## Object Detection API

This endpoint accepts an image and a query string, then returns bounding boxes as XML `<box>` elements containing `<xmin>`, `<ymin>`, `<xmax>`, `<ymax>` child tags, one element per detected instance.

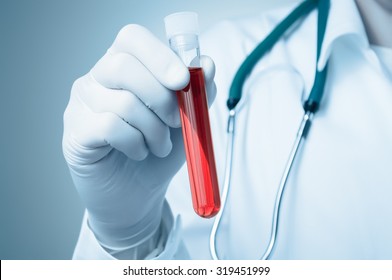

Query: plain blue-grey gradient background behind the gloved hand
<box><xmin>0</xmin><ymin>0</ymin><xmax>293</xmax><ymax>259</ymax></box>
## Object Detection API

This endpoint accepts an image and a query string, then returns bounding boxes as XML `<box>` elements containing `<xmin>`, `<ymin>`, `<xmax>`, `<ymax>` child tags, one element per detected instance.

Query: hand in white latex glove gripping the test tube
<box><xmin>63</xmin><ymin>25</ymin><xmax>216</xmax><ymax>258</ymax></box>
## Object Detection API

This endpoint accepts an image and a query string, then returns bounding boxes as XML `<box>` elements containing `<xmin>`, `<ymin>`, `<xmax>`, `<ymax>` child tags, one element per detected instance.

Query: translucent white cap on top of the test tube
<box><xmin>164</xmin><ymin>12</ymin><xmax>199</xmax><ymax>39</ymax></box>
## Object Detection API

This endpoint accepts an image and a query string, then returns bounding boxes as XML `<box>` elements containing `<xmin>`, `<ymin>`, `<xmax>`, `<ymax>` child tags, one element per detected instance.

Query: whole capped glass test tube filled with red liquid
<box><xmin>164</xmin><ymin>12</ymin><xmax>220</xmax><ymax>218</ymax></box>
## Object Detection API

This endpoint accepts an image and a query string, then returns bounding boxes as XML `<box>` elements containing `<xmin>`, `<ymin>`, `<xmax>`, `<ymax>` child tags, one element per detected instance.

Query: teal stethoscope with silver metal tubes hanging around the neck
<box><xmin>210</xmin><ymin>0</ymin><xmax>330</xmax><ymax>260</ymax></box>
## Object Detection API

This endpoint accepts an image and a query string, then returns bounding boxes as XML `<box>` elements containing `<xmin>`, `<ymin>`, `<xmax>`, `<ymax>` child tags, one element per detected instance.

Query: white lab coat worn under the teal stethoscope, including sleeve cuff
<box><xmin>74</xmin><ymin>0</ymin><xmax>392</xmax><ymax>259</ymax></box>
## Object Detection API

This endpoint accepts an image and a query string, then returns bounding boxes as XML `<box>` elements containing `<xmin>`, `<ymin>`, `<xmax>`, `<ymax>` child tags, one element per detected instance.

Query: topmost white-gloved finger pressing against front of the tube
<box><xmin>109</xmin><ymin>24</ymin><xmax>189</xmax><ymax>90</ymax></box>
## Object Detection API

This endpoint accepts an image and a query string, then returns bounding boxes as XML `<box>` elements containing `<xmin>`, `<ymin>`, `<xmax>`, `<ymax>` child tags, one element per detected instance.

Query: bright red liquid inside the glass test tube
<box><xmin>177</xmin><ymin>67</ymin><xmax>220</xmax><ymax>218</ymax></box>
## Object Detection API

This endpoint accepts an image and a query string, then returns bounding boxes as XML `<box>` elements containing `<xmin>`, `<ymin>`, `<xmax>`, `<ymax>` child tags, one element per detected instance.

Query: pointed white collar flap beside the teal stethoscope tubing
<box><xmin>317</xmin><ymin>0</ymin><xmax>369</xmax><ymax>70</ymax></box>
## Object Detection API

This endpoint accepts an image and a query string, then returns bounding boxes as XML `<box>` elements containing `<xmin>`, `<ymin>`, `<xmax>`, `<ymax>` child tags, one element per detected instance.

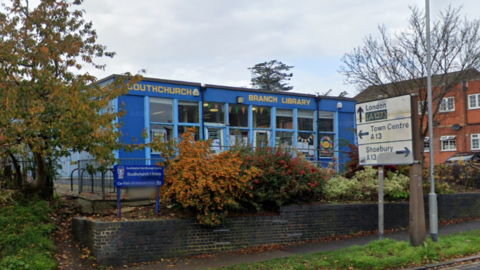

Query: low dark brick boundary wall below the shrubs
<box><xmin>72</xmin><ymin>193</ymin><xmax>480</xmax><ymax>265</ymax></box>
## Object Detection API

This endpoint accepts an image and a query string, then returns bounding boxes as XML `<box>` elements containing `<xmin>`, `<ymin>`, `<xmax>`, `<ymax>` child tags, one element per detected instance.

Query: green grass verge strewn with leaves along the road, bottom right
<box><xmin>223</xmin><ymin>231</ymin><xmax>480</xmax><ymax>270</ymax></box>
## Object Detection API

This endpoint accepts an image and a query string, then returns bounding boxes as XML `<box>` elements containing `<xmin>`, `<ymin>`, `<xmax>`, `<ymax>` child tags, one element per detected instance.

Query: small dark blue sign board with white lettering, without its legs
<box><xmin>113</xmin><ymin>165</ymin><xmax>164</xmax><ymax>187</ymax></box>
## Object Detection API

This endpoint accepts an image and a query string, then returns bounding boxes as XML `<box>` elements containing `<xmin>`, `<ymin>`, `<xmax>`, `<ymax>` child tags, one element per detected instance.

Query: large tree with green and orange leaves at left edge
<box><xmin>0</xmin><ymin>0</ymin><xmax>140</xmax><ymax>195</ymax></box>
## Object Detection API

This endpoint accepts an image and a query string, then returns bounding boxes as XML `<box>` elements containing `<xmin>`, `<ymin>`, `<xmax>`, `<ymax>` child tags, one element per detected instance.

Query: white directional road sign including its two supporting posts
<box><xmin>355</xmin><ymin>95</ymin><xmax>425</xmax><ymax>245</ymax></box>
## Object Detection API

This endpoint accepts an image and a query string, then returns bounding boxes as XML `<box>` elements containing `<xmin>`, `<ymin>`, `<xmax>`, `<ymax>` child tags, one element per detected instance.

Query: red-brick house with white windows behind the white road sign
<box><xmin>355</xmin><ymin>69</ymin><xmax>480</xmax><ymax>163</ymax></box>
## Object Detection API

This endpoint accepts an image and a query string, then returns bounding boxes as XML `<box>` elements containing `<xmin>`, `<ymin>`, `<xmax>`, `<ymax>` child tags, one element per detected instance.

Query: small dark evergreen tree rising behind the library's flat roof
<box><xmin>248</xmin><ymin>60</ymin><xmax>294</xmax><ymax>91</ymax></box>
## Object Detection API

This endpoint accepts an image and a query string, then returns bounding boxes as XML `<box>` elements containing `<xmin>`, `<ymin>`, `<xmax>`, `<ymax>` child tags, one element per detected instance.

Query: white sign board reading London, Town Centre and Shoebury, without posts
<box><xmin>355</xmin><ymin>95</ymin><xmax>413</xmax><ymax>166</ymax></box>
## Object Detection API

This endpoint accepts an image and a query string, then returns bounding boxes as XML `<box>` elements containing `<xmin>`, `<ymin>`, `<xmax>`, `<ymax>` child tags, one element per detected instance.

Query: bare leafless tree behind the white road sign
<box><xmin>339</xmin><ymin>7</ymin><xmax>480</xmax><ymax>136</ymax></box>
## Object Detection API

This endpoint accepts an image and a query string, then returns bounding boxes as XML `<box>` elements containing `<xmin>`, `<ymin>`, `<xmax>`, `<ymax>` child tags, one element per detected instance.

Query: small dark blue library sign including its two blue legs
<box><xmin>113</xmin><ymin>165</ymin><xmax>164</xmax><ymax>220</ymax></box>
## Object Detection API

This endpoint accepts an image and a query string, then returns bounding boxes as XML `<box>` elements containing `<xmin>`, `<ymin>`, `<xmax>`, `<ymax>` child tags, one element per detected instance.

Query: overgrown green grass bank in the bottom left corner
<box><xmin>0</xmin><ymin>201</ymin><xmax>57</xmax><ymax>270</ymax></box>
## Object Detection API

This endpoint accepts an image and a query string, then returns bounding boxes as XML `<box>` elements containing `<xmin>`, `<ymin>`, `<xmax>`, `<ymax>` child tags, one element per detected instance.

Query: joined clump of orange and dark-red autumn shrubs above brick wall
<box><xmin>162</xmin><ymin>130</ymin><xmax>334</xmax><ymax>226</ymax></box>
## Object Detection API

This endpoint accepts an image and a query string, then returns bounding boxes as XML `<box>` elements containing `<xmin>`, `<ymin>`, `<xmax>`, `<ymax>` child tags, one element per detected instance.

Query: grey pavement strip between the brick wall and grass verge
<box><xmin>119</xmin><ymin>219</ymin><xmax>480</xmax><ymax>270</ymax></box>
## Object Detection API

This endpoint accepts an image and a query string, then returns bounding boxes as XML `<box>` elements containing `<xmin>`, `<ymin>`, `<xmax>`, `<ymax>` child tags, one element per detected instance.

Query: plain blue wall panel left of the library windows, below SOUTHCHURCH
<box><xmin>118</xmin><ymin>96</ymin><xmax>145</xmax><ymax>158</ymax></box>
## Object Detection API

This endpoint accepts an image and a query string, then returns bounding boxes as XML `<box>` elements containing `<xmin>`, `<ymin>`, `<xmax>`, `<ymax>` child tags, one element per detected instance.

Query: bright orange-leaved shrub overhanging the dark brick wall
<box><xmin>162</xmin><ymin>130</ymin><xmax>260</xmax><ymax>226</ymax></box>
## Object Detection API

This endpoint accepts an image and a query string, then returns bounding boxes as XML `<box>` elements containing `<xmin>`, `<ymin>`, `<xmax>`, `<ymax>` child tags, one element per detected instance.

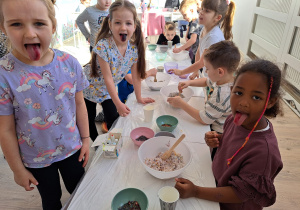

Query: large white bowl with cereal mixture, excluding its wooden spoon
<box><xmin>138</xmin><ymin>136</ymin><xmax>192</xmax><ymax>179</ymax></box>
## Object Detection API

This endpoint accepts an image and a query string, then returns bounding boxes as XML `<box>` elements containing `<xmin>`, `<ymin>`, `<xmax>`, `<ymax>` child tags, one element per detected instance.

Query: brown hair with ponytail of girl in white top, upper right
<box><xmin>202</xmin><ymin>0</ymin><xmax>235</xmax><ymax>40</ymax></box>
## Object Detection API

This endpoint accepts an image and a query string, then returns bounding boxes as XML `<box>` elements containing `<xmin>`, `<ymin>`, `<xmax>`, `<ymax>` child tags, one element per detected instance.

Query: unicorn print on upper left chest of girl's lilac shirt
<box><xmin>17</xmin><ymin>70</ymin><xmax>55</xmax><ymax>95</ymax></box>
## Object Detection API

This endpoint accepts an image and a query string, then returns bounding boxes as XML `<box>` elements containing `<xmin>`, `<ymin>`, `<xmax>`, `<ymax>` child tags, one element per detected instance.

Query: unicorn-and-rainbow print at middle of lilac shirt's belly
<box><xmin>28</xmin><ymin>106</ymin><xmax>63</xmax><ymax>130</ymax></box>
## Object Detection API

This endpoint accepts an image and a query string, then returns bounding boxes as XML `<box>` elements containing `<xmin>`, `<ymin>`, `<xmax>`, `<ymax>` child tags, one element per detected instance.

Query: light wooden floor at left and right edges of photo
<box><xmin>0</xmin><ymin>101</ymin><xmax>300</xmax><ymax>210</ymax></box>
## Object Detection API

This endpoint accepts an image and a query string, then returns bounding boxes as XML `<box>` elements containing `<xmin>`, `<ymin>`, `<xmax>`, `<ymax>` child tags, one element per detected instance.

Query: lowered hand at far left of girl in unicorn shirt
<box><xmin>14</xmin><ymin>168</ymin><xmax>39</xmax><ymax>191</ymax></box>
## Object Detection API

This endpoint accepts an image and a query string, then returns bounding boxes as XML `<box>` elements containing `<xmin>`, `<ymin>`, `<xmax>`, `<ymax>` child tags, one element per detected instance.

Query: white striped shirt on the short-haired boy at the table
<box><xmin>199</xmin><ymin>78</ymin><xmax>233</xmax><ymax>133</ymax></box>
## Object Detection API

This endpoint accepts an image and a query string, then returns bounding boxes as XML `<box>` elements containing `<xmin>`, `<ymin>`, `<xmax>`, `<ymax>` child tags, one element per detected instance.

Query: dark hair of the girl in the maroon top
<box><xmin>234</xmin><ymin>59</ymin><xmax>283</xmax><ymax>118</ymax></box>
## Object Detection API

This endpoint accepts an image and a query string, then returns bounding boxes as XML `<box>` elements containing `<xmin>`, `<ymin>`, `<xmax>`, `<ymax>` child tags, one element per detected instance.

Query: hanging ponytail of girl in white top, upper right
<box><xmin>221</xmin><ymin>1</ymin><xmax>235</xmax><ymax>40</ymax></box>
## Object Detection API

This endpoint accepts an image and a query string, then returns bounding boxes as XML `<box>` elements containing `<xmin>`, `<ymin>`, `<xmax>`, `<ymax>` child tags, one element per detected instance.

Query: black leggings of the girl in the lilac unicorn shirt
<box><xmin>27</xmin><ymin>150</ymin><xmax>84</xmax><ymax>210</ymax></box>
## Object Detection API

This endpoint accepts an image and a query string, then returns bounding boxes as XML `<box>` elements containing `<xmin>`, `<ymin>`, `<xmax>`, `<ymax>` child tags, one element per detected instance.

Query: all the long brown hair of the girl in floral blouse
<box><xmin>90</xmin><ymin>0</ymin><xmax>146</xmax><ymax>79</ymax></box>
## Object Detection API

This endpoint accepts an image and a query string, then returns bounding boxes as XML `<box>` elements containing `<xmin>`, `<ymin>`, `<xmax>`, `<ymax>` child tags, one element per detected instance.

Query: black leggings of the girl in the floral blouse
<box><xmin>84</xmin><ymin>99</ymin><xmax>119</xmax><ymax>141</ymax></box>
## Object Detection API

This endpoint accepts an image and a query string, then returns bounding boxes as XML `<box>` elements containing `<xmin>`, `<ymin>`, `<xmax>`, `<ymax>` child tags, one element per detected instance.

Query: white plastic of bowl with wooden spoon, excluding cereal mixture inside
<box><xmin>138</xmin><ymin>136</ymin><xmax>192</xmax><ymax>179</ymax></box>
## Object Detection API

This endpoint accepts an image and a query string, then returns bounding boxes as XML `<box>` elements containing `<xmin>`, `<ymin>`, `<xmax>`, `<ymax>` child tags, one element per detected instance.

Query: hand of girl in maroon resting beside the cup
<box><xmin>175</xmin><ymin>178</ymin><xmax>197</xmax><ymax>198</ymax></box>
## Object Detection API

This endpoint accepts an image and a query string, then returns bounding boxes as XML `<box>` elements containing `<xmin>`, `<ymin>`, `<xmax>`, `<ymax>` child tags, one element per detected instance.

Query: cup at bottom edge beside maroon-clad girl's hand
<box><xmin>158</xmin><ymin>186</ymin><xmax>179</xmax><ymax>210</ymax></box>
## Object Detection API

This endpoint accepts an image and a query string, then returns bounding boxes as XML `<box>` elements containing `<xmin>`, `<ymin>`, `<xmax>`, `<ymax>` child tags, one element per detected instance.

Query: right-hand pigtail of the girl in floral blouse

» Instructions for the task
Copy out the lines from the line containing "Query: cup at" to the end of the listing above, without alteration.

» Result for this exercise
Query: cup at bottom edge beside maroon-clad girl's hand
<box><xmin>158</xmin><ymin>186</ymin><xmax>179</xmax><ymax>210</ymax></box>
## Object Detection API

This endpoint accepts an image and a query string, then returns bounding boxes as XML `<box>` elements containing `<xmin>`, `<ymin>`, `<xmax>`, `<ymax>` child tags, one element per detected instance.

Query: right-hand pigtail of the girl in floral blouse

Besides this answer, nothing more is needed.